(INPUT FOR THIS TASK Opens)
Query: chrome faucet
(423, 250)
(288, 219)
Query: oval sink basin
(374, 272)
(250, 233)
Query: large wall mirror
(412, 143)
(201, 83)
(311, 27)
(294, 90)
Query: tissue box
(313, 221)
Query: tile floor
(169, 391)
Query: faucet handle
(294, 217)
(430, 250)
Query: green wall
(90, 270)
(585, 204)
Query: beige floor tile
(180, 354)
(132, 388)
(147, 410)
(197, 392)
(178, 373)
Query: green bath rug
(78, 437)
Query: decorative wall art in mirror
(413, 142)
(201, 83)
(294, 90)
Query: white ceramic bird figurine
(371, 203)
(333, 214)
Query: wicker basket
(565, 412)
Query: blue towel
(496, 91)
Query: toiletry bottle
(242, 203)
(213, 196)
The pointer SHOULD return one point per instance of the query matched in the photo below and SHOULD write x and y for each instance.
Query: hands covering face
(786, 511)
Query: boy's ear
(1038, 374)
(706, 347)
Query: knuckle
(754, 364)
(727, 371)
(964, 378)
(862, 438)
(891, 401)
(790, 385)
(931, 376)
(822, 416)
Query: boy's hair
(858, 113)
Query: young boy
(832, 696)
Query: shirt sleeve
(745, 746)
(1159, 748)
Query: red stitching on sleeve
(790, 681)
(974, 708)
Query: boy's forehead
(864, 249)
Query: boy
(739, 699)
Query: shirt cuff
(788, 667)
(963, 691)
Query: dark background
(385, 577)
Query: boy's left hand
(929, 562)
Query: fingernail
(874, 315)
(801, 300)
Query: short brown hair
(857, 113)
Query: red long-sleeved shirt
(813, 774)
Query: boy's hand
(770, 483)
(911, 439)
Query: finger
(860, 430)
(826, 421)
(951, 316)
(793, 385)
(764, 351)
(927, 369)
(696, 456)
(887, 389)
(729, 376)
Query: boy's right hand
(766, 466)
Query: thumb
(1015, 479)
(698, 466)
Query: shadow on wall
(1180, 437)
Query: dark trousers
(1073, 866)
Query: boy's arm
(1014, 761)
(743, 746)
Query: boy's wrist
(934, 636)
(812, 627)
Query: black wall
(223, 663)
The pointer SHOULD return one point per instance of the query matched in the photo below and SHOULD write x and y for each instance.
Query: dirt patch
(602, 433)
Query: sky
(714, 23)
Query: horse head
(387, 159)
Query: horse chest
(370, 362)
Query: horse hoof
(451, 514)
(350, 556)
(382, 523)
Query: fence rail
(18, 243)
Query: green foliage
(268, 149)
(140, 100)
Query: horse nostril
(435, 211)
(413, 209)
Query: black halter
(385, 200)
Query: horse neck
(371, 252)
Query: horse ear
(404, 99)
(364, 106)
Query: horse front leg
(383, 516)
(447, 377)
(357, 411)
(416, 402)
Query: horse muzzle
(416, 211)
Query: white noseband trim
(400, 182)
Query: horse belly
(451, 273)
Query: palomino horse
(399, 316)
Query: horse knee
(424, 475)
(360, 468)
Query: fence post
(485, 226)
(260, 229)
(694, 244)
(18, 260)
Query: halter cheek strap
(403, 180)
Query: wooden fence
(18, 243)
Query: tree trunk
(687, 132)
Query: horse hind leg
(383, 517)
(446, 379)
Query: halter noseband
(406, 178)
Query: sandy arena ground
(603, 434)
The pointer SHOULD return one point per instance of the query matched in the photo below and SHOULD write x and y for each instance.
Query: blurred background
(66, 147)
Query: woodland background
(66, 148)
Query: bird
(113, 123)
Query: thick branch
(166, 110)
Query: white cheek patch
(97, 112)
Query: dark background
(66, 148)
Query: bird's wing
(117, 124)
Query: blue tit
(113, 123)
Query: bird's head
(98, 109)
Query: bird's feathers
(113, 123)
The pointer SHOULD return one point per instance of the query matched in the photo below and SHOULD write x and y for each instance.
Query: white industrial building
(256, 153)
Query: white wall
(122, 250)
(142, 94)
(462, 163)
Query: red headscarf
(INPUT FOR THIS TASK Closes)
WHAT YOU NEED TO DO: Your task is to reproduce each entry exactly.

YOUR RESPONSE:
Query: chrome faucet
(423, 250)
(288, 219)
Query: oval sink basin
(374, 272)
(250, 233)
Query: large wall mirror
(412, 143)
(201, 83)
(311, 27)
(294, 90)
Query: tissue box
(313, 221)
Query: tile floor
(169, 391)
Query: faucet handle
(294, 217)
(430, 250)
Query: green wall
(90, 270)
(585, 204)
Query: beige floor tile
(180, 354)
(132, 388)
(147, 410)
(197, 392)
(178, 373)
Query: green bath rug
(78, 437)
Query: decorative wall art in mirror
(413, 142)
(201, 83)
(294, 90)
Query: white ceramic bird figurine
(371, 203)
(333, 214)
Query: wicker basket
(565, 412)
Query: blue towel
(496, 91)
Query: toiletry bottle
(242, 203)
(213, 196)
The pointer SHOULD return one point per instance of the query matched in the photo below and SHOULD write x and y for each instance.
Query: hands covering face
(786, 511)
Query: boy's ear
(1038, 374)
(706, 347)
Query: knuckle
(754, 364)
(727, 371)
(964, 378)
(862, 438)
(891, 401)
(790, 385)
(931, 376)
(822, 416)
Query: boy's hair
(858, 113)
Query: young boy
(832, 696)
Query: shirt sleeve
(745, 746)
(1159, 748)
Query: red stitching on sleeve
(790, 681)
(974, 708)
Query: boy's forehead
(864, 249)
Query: boy
(739, 699)
Query: shirt cuff
(788, 667)
(963, 691)
Query: dark background
(385, 577)
Query: boy's left hand
(929, 562)
Query: fingernail
(874, 315)
(801, 300)
Query: short brown hair
(857, 113)
Query: red long-sleeved shirt
(813, 774)
Query: boy's hand
(770, 483)
(911, 439)
Query: finger
(860, 430)
(826, 421)
(951, 316)
(793, 385)
(764, 351)
(927, 369)
(696, 456)
(887, 389)
(729, 376)
Query: boy's right hand
(766, 466)
Query: thumb
(1015, 479)
(698, 466)
Query: shadow on wall
(1180, 437)
Query: dark trousers
(1073, 866)
Query: boy's arm
(1014, 761)
(743, 746)
Query: boy's wrist
(934, 636)
(812, 627)
Query: black wall
(223, 663)
The pointer SHOULD return one point per instance of the query matched in the photo below and SHOULD write x and y for each instance.
Query: dirt patch
(602, 433)
Query: sky
(714, 23)
Query: horse head
(387, 159)
Query: horse chest
(370, 362)
Query: horse hoof
(451, 514)
(350, 556)
(382, 523)
Query: fence rail
(18, 243)
Query: green foliage
(268, 149)
(140, 100)
Query: horse nostril
(435, 211)
(413, 209)
Query: black halter
(385, 200)
Query: horse neck
(371, 252)
Query: horse ear
(404, 99)
(364, 106)
Query: horse front leg
(383, 516)
(447, 377)
(357, 411)
(416, 402)
Query: horse muzzle
(416, 211)
Query: white noseband trim
(400, 182)
Query: horse belly
(451, 273)
Query: palomino horse
(399, 316)
Query: horse knee
(424, 475)
(360, 468)
Query: fence post
(485, 226)
(260, 229)
(694, 244)
(18, 260)
Query: halter cheek strap
(403, 180)
Query: wooden fence
(18, 243)
Query: tree trunk
(687, 132)
Query: horse hind leg
(383, 517)
(446, 379)
Query: halter noseband
(406, 178)
Query: sandy arena ground
(603, 434)
The pointer SHOULD return one point per instance of the query matched in the photo below and SHOULD write x and y for each instance.
Query: blurred background
(66, 147)
Query: woodland background
(66, 148)
Query: bird
(113, 123)
Query: thick branch
(166, 110)
Query: white cheek patch
(97, 112)
Query: dark background
(66, 148)
Query: bird's wing
(117, 124)
Query: blue tit
(113, 123)
Query: bird's head
(98, 109)
Query: bird's feathers
(113, 123)
The pointer SHOULD return one point per instance of the query matched in the photo below and SHOULD write x and y for each instance.
Query: white industrial building
(256, 153)
Query: white wall
(122, 250)
(142, 94)
(462, 163)
Query: red headscarf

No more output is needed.